── Data for the task ──

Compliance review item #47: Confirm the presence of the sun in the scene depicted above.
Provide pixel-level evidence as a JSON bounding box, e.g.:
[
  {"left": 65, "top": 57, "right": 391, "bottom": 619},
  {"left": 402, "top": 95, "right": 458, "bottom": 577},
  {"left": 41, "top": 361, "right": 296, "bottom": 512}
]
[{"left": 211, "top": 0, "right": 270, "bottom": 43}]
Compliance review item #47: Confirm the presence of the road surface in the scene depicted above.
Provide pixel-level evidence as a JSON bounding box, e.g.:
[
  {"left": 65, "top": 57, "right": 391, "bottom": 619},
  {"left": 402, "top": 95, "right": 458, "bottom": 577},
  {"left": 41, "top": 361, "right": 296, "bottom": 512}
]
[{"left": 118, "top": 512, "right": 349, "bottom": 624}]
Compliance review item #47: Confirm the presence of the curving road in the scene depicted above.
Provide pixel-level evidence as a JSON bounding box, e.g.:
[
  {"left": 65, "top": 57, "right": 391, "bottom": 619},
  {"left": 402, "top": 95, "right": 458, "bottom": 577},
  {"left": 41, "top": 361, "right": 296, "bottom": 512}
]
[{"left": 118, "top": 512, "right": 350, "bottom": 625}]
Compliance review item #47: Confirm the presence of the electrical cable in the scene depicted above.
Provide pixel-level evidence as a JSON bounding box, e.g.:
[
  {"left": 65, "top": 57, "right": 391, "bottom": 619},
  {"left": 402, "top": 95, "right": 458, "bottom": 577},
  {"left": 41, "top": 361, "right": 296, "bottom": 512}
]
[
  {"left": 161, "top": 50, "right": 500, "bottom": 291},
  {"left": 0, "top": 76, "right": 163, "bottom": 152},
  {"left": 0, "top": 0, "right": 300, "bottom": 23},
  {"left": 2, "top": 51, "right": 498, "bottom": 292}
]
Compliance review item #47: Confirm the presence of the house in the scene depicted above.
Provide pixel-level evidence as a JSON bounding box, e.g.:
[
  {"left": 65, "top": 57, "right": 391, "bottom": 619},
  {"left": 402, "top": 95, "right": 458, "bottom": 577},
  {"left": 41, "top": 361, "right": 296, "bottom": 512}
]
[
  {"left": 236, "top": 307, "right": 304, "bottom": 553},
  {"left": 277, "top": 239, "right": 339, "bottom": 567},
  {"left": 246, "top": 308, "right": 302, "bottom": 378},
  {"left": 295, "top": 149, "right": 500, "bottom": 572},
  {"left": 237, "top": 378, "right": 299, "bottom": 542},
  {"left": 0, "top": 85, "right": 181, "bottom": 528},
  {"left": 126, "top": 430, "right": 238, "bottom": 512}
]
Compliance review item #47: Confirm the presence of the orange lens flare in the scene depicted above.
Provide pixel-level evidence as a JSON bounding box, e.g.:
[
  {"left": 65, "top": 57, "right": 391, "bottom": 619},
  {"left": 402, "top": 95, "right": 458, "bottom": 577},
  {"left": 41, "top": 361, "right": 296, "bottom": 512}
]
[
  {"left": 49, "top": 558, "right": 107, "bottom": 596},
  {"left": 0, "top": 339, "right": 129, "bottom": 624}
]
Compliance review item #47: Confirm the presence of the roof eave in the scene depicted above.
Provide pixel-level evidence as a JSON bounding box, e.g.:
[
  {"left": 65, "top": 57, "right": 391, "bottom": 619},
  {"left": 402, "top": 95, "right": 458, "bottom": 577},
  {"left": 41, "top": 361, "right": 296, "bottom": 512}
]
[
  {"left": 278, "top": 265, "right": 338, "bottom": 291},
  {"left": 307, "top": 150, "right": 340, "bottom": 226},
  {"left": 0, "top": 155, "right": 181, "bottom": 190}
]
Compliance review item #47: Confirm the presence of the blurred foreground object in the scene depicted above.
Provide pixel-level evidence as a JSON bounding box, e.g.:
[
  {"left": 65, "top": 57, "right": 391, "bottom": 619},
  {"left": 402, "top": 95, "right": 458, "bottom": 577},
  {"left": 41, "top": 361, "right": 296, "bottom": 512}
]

───

> Assignment
Give all the records above again, wording unchanged.

> Output for this exercise
Compliance review item #47: Confirm the presence of the sun in the scene depicted above.
Provide pixel-level evidence as a JSON bounding box, e.g.:
[
  {"left": 65, "top": 57, "right": 391, "bottom": 619},
  {"left": 402, "top": 95, "right": 458, "bottom": 577},
  {"left": 41, "top": 361, "right": 296, "bottom": 512}
]
[{"left": 211, "top": 0, "right": 270, "bottom": 43}]
Compliance review item #47: Confirm the presence of the road surface in the scene depicted above.
Provide pixel-level evidence as a JSON bounding box, e.g.:
[
  {"left": 65, "top": 57, "right": 391, "bottom": 619},
  {"left": 402, "top": 95, "right": 458, "bottom": 577},
  {"left": 41, "top": 361, "right": 296, "bottom": 512}
]
[{"left": 118, "top": 512, "right": 349, "bottom": 624}]
Compliance review item #47: Confirm the presence of the curving road in the scene depicted above.
Provide pixel-level evidence as a JSON bounding box, e.g.:
[
  {"left": 65, "top": 57, "right": 391, "bottom": 619},
  {"left": 402, "top": 95, "right": 458, "bottom": 577},
  {"left": 41, "top": 361, "right": 296, "bottom": 512}
]
[{"left": 118, "top": 512, "right": 350, "bottom": 625}]
Compliance review item #47: Confirm the presence of the electrical cable in the scene depicted above.
Provide pixel-level evidence as a JSON bounding box, e.g.:
[
  {"left": 65, "top": 57, "right": 391, "bottom": 619},
  {"left": 402, "top": 95, "right": 458, "bottom": 577},
  {"left": 41, "top": 361, "right": 296, "bottom": 512}
]
[
  {"left": 161, "top": 50, "right": 500, "bottom": 291},
  {"left": 0, "top": 76, "right": 163, "bottom": 152},
  {"left": 0, "top": 0, "right": 300, "bottom": 23},
  {"left": 2, "top": 51, "right": 498, "bottom": 292}
]
Compliance review item #47: Confirm the presence of the house in the scene depicted above.
Provide pixel-level evidence as a JSON bounding box, e.g.:
[
  {"left": 65, "top": 57, "right": 391, "bottom": 619},
  {"left": 402, "top": 95, "right": 458, "bottom": 577},
  {"left": 41, "top": 361, "right": 296, "bottom": 512}
]
[
  {"left": 236, "top": 307, "right": 304, "bottom": 553},
  {"left": 277, "top": 239, "right": 339, "bottom": 567},
  {"left": 246, "top": 308, "right": 302, "bottom": 378},
  {"left": 295, "top": 149, "right": 500, "bottom": 572},
  {"left": 237, "top": 378, "right": 299, "bottom": 542},
  {"left": 0, "top": 85, "right": 181, "bottom": 528},
  {"left": 126, "top": 430, "right": 238, "bottom": 512}
]
Compliance review item #47: Confirm the presence of the orange lens flare in the scene depicted above.
Provide pixel-level evidence as a JSON bounding box, e.g.:
[
  {"left": 65, "top": 57, "right": 391, "bottom": 619},
  {"left": 402, "top": 95, "right": 458, "bottom": 577},
  {"left": 41, "top": 361, "right": 296, "bottom": 512}
]
[
  {"left": 49, "top": 558, "right": 107, "bottom": 596},
  {"left": 0, "top": 339, "right": 129, "bottom": 624}
]
Compliance review item #47: Confirm the presence of the roof eave in the scene depicted above.
Provide pixel-level evidence as a JSON bounding box, e.g.:
[
  {"left": 65, "top": 57, "right": 391, "bottom": 619},
  {"left": 402, "top": 95, "right": 458, "bottom": 577},
  {"left": 41, "top": 361, "right": 296, "bottom": 512}
]
[
  {"left": 278, "top": 265, "right": 338, "bottom": 291},
  {"left": 307, "top": 150, "right": 340, "bottom": 226},
  {"left": 0, "top": 155, "right": 181, "bottom": 190}
]
Compliance review item #47: Confirm the presence of the blurred foreground object in the scene depicted above.
Provide pixel-level evidence as a JSON bounding box, e.g.:
[
  {"left": 65, "top": 57, "right": 391, "bottom": 619},
  {"left": 402, "top": 95, "right": 458, "bottom": 577},
  {"left": 41, "top": 361, "right": 296, "bottom": 512}
]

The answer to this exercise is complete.